═════ Records for processing

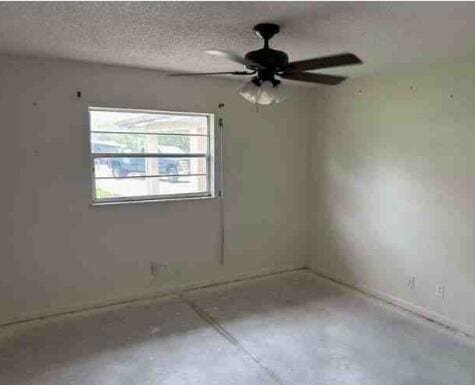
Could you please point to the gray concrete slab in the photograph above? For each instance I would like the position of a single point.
(161, 343)
(307, 330)
(292, 328)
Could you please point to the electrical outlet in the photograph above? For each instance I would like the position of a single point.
(440, 291)
(158, 268)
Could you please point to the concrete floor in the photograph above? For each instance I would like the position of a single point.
(292, 328)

══════════

Rewrite the lines from the one containing "Could you please point to the concrete" through the end of the records, both included, substituting "surface" for "floor" and leaving everything else unchanged.

Could you please point to the concrete surface in the photograph above? For each instance I would like the position of a single point.
(292, 328)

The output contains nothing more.